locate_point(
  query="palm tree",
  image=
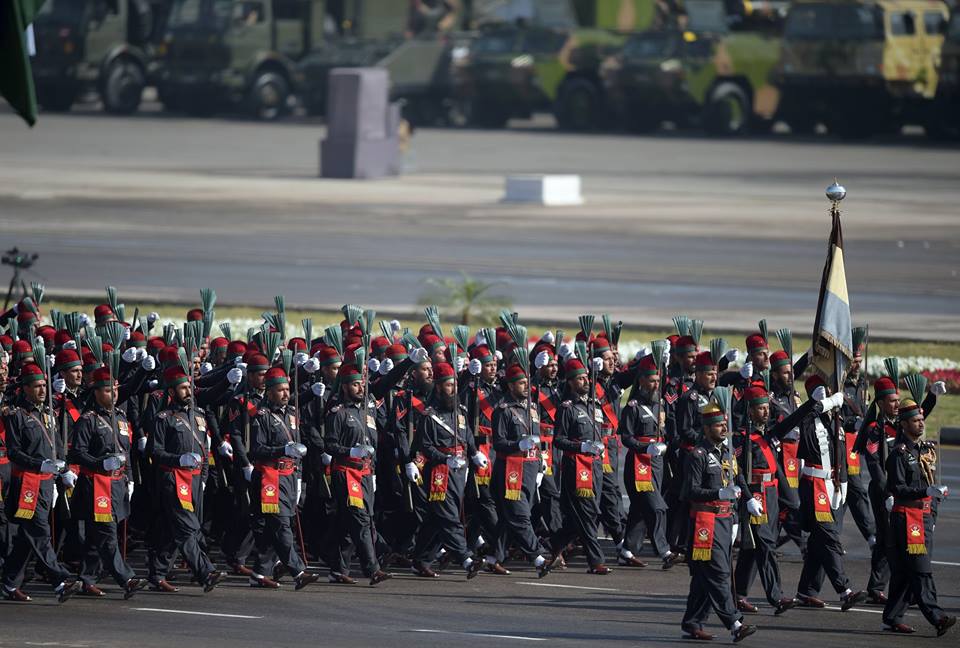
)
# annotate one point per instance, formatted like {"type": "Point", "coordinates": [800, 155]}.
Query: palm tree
{"type": "Point", "coordinates": [469, 296]}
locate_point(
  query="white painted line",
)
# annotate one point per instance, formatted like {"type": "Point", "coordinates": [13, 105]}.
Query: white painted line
{"type": "Point", "coordinates": [592, 589]}
{"type": "Point", "coordinates": [227, 616]}
{"type": "Point", "coordinates": [477, 634]}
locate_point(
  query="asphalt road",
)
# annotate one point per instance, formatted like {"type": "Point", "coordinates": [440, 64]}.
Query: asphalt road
{"type": "Point", "coordinates": [730, 230]}
{"type": "Point", "coordinates": [627, 608]}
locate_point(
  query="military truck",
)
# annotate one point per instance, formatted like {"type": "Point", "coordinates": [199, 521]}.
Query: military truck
{"type": "Point", "coordinates": [709, 66]}
{"type": "Point", "coordinates": [230, 53]}
{"type": "Point", "coordinates": [547, 61]}
{"type": "Point", "coordinates": [860, 66]}
{"type": "Point", "coordinates": [100, 45]}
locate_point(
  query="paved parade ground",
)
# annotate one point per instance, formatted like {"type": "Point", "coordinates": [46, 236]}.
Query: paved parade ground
{"type": "Point", "coordinates": [731, 229]}
{"type": "Point", "coordinates": [629, 607]}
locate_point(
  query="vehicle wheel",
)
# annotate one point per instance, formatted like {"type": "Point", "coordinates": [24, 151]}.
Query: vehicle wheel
{"type": "Point", "coordinates": [122, 87]}
{"type": "Point", "coordinates": [57, 99]}
{"type": "Point", "coordinates": [578, 106]}
{"type": "Point", "coordinates": [268, 96]}
{"type": "Point", "coordinates": [727, 111]}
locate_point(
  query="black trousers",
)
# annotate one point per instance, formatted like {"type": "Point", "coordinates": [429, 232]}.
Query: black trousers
{"type": "Point", "coordinates": [103, 550]}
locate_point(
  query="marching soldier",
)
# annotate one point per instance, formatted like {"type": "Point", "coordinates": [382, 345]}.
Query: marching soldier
{"type": "Point", "coordinates": [912, 521]}
{"type": "Point", "coordinates": [712, 487]}
{"type": "Point", "coordinates": [35, 452]}
{"type": "Point", "coordinates": [276, 451]}
{"type": "Point", "coordinates": [516, 440]}
{"type": "Point", "coordinates": [100, 445]}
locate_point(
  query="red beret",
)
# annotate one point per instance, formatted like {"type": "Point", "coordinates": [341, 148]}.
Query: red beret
{"type": "Point", "coordinates": [31, 373]}
{"type": "Point", "coordinates": [884, 386]}
{"type": "Point", "coordinates": [442, 371]}
{"type": "Point", "coordinates": [756, 341]}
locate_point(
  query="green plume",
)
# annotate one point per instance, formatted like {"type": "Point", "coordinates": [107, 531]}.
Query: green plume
{"type": "Point", "coordinates": [432, 314]}
{"type": "Point", "coordinates": [333, 336]}
{"type": "Point", "coordinates": [893, 369]}
{"type": "Point", "coordinates": [786, 341]}
{"type": "Point", "coordinates": [917, 384]}
{"type": "Point", "coordinates": [37, 289]}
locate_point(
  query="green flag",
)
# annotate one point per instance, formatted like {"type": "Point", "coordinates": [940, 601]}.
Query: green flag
{"type": "Point", "coordinates": [16, 80]}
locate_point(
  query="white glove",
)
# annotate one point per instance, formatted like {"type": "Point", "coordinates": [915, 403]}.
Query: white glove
{"type": "Point", "coordinates": [529, 443]}
{"type": "Point", "coordinates": [413, 473]}
{"type": "Point", "coordinates": [729, 492]}
{"type": "Point", "coordinates": [69, 479]}
{"type": "Point", "coordinates": [294, 450]}
{"type": "Point", "coordinates": [541, 360]}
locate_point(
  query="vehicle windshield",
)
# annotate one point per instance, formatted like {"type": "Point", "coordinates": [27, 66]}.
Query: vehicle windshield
{"type": "Point", "coordinates": [834, 22]}
{"type": "Point", "coordinates": [212, 14]}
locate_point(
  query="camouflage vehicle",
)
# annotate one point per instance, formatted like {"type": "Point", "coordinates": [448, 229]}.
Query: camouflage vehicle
{"type": "Point", "coordinates": [100, 45]}
{"type": "Point", "coordinates": [861, 67]}
{"type": "Point", "coordinates": [707, 67]}
{"type": "Point", "coordinates": [547, 61]}
{"type": "Point", "coordinates": [236, 53]}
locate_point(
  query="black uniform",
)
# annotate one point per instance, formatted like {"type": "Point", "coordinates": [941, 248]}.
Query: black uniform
{"type": "Point", "coordinates": [101, 497]}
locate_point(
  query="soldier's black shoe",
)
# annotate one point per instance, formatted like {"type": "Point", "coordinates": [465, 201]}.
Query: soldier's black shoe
{"type": "Point", "coordinates": [852, 599]}
{"type": "Point", "coordinates": [213, 579]}
{"type": "Point", "coordinates": [743, 632]}
{"type": "Point", "coordinates": [783, 605]}
{"type": "Point", "coordinates": [16, 595]}
{"type": "Point", "coordinates": [379, 576]}
{"type": "Point", "coordinates": [945, 624]}
{"type": "Point", "coordinates": [303, 579]}
{"type": "Point", "coordinates": [133, 586]}
{"type": "Point", "coordinates": [899, 628]}
{"type": "Point", "coordinates": [67, 590]}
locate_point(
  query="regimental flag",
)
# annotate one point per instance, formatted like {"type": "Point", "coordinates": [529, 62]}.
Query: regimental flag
{"type": "Point", "coordinates": [832, 336]}
{"type": "Point", "coordinates": [16, 79]}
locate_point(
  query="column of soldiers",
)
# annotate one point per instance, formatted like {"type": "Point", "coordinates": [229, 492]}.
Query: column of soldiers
{"type": "Point", "coordinates": [417, 451]}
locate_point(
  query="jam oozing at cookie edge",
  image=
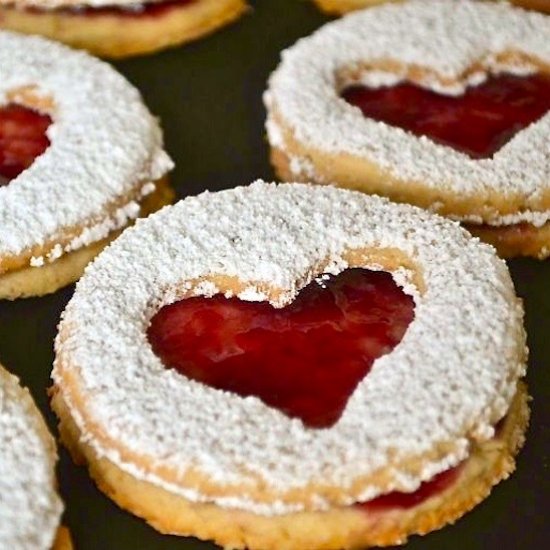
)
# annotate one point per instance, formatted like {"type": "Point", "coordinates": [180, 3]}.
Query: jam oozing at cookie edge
{"type": "Point", "coordinates": [305, 359]}
{"type": "Point", "coordinates": [403, 501]}
{"type": "Point", "coordinates": [22, 139]}
{"type": "Point", "coordinates": [143, 10]}
{"type": "Point", "coordinates": [478, 122]}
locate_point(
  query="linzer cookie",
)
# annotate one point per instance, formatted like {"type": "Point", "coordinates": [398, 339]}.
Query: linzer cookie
{"type": "Point", "coordinates": [30, 508]}
{"type": "Point", "coordinates": [119, 28]}
{"type": "Point", "coordinates": [344, 6]}
{"type": "Point", "coordinates": [80, 158]}
{"type": "Point", "coordinates": [294, 366]}
{"type": "Point", "coordinates": [438, 103]}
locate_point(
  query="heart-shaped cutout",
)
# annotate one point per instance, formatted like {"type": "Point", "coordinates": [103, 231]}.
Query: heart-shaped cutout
{"type": "Point", "coordinates": [305, 359]}
{"type": "Point", "coordinates": [478, 122]}
{"type": "Point", "coordinates": [22, 139]}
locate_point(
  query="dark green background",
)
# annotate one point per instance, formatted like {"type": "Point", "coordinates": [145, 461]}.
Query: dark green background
{"type": "Point", "coordinates": [208, 96]}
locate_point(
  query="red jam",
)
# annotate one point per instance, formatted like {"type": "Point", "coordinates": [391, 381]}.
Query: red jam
{"type": "Point", "coordinates": [478, 122]}
{"type": "Point", "coordinates": [428, 489]}
{"type": "Point", "coordinates": [147, 9]}
{"type": "Point", "coordinates": [22, 139]}
{"type": "Point", "coordinates": [305, 359]}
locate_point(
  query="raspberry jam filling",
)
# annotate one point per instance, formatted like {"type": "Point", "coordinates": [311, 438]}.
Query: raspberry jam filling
{"type": "Point", "coordinates": [147, 9]}
{"type": "Point", "coordinates": [403, 501]}
{"type": "Point", "coordinates": [305, 359]}
{"type": "Point", "coordinates": [22, 139]}
{"type": "Point", "coordinates": [478, 122]}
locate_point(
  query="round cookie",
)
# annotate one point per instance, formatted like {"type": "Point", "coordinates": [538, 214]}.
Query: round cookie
{"type": "Point", "coordinates": [338, 7]}
{"type": "Point", "coordinates": [437, 103]}
{"type": "Point", "coordinates": [30, 511]}
{"type": "Point", "coordinates": [221, 459]}
{"type": "Point", "coordinates": [119, 28]}
{"type": "Point", "coordinates": [80, 158]}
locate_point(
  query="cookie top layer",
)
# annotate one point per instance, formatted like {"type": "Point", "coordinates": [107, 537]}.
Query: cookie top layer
{"type": "Point", "coordinates": [105, 150]}
{"type": "Point", "coordinates": [455, 370]}
{"type": "Point", "coordinates": [443, 45]}
{"type": "Point", "coordinates": [30, 509]}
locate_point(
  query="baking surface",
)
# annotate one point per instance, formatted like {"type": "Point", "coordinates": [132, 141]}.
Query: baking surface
{"type": "Point", "coordinates": [208, 96]}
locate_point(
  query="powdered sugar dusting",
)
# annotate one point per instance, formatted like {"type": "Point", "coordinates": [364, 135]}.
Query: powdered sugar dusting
{"type": "Point", "coordinates": [30, 509]}
{"type": "Point", "coordinates": [455, 370]}
{"type": "Point", "coordinates": [104, 145]}
{"type": "Point", "coordinates": [445, 37]}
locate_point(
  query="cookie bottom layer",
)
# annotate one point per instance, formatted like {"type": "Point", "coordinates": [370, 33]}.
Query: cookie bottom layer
{"type": "Point", "coordinates": [116, 36]}
{"type": "Point", "coordinates": [63, 540]}
{"type": "Point", "coordinates": [338, 528]}
{"type": "Point", "coordinates": [39, 281]}
{"type": "Point", "coordinates": [515, 240]}
{"type": "Point", "coordinates": [338, 7]}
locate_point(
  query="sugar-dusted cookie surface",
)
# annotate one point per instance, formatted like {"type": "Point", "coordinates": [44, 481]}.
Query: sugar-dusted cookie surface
{"type": "Point", "coordinates": [227, 456]}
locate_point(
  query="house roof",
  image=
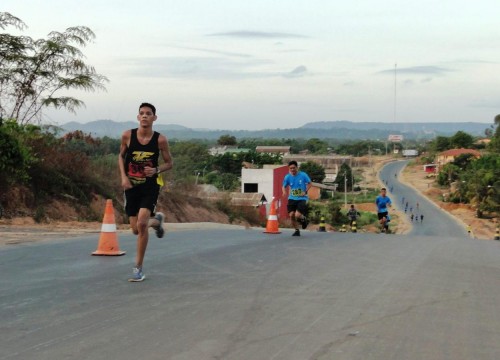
* * *
» **Exercise directions**
Count the lines in the records above that contain the string "cookie", matching case exactly, and give only the number.

» **Solved problem**
12